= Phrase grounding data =
#####
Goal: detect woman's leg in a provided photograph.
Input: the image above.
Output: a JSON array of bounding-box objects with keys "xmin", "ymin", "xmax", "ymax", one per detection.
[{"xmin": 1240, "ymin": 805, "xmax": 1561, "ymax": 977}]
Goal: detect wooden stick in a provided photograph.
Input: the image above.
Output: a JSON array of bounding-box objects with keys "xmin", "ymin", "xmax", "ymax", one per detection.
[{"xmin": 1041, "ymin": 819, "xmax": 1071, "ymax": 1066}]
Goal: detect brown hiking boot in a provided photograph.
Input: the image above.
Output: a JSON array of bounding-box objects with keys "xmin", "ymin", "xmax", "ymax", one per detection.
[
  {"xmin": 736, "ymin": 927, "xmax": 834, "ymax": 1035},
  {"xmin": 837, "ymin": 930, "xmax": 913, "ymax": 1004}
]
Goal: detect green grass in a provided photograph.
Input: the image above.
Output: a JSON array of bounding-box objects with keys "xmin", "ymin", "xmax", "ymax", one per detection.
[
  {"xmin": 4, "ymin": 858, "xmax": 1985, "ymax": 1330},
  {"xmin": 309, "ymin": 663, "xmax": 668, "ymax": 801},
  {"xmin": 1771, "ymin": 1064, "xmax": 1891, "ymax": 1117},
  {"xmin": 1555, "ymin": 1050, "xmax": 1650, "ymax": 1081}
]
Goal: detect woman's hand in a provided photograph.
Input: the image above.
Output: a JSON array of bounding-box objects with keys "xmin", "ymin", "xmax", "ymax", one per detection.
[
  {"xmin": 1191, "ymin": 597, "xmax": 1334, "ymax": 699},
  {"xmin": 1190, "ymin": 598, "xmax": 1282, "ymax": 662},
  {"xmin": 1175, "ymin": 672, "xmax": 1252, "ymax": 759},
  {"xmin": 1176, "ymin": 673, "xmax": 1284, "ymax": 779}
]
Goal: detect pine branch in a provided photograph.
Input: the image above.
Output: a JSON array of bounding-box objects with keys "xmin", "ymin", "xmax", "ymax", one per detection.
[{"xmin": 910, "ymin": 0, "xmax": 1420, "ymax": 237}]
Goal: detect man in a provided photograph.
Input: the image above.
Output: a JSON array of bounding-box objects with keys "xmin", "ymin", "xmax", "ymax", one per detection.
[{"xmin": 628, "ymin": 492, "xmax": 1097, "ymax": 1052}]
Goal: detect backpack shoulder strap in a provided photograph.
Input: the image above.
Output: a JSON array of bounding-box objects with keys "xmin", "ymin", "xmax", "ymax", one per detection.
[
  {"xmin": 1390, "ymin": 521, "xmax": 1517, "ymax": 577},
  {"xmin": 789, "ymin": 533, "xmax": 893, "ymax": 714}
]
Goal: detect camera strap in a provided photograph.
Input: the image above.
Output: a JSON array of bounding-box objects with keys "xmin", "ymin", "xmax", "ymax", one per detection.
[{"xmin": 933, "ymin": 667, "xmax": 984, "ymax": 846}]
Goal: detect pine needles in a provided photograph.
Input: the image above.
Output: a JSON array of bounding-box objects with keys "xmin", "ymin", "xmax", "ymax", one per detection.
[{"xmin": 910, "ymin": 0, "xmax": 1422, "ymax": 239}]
#####
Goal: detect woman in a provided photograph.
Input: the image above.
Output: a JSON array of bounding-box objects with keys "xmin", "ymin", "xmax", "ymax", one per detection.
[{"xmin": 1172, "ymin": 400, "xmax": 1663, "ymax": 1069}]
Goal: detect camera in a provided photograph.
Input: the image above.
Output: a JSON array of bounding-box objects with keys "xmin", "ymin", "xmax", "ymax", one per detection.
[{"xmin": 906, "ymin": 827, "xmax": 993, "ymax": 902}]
#####
= Exercise prompt =
Filter the records, keeping only lines that contain "strap", and show those lines.

= Answer =
Goal: detect backpack shoulder strap in a provided photograph.
Goal: detect camera strap in a provided photograph.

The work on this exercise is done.